→ **Stated problem**
Rewrite the listing lines that begin at the line containing "Please spot the yellow" and end after the line containing "point(541, 777)". Replace "frisbee" with "flying disc" and leave everything else unchanged.

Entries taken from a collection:
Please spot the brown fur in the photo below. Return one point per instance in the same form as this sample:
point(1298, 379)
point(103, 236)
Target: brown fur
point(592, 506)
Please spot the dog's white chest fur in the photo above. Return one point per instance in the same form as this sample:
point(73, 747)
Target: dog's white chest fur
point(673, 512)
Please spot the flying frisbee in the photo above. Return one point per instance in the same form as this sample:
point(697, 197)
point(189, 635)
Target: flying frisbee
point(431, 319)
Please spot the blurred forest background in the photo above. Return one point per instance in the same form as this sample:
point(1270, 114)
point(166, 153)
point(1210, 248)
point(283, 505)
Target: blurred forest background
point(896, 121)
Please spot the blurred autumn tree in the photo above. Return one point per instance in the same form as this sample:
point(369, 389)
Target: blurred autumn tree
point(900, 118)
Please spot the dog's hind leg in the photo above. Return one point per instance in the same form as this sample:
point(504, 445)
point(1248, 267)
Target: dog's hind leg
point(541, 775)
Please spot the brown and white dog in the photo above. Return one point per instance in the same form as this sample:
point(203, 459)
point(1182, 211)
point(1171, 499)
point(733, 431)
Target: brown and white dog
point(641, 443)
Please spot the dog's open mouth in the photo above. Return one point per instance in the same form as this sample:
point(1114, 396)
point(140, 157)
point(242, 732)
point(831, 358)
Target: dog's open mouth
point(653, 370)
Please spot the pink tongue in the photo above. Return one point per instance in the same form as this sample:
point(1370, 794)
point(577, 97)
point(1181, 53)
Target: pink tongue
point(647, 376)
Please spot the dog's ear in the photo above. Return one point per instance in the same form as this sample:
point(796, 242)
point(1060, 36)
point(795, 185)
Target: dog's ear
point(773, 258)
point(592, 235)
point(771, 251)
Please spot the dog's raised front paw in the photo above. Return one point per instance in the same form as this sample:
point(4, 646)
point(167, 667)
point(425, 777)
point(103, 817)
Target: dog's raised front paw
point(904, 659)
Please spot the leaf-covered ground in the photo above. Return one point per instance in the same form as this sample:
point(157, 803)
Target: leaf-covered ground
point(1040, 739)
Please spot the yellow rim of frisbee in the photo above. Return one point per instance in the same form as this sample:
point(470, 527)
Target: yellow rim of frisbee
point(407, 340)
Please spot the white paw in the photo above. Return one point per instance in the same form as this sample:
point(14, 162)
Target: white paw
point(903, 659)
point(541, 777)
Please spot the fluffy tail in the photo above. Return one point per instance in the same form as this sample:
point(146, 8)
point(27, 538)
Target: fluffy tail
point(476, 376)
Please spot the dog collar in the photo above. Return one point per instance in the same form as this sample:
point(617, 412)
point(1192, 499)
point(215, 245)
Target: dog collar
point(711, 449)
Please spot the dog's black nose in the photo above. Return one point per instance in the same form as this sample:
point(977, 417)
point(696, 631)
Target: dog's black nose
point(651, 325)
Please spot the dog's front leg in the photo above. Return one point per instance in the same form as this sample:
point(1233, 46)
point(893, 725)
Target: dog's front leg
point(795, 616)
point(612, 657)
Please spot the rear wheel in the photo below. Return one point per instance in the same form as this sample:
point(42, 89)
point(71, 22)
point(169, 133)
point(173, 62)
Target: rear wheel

→ **Written response**
Please spot the yellow rim of flying disc in the photo above. Return one point per instance in the same form as this sample:
point(470, 527)
Target: yellow rim of flying disc
point(407, 340)
Please spot the white paw in the photo above. Return one point per instance in the same form as this sample:
point(14, 162)
Target: white paw
point(903, 659)
point(541, 777)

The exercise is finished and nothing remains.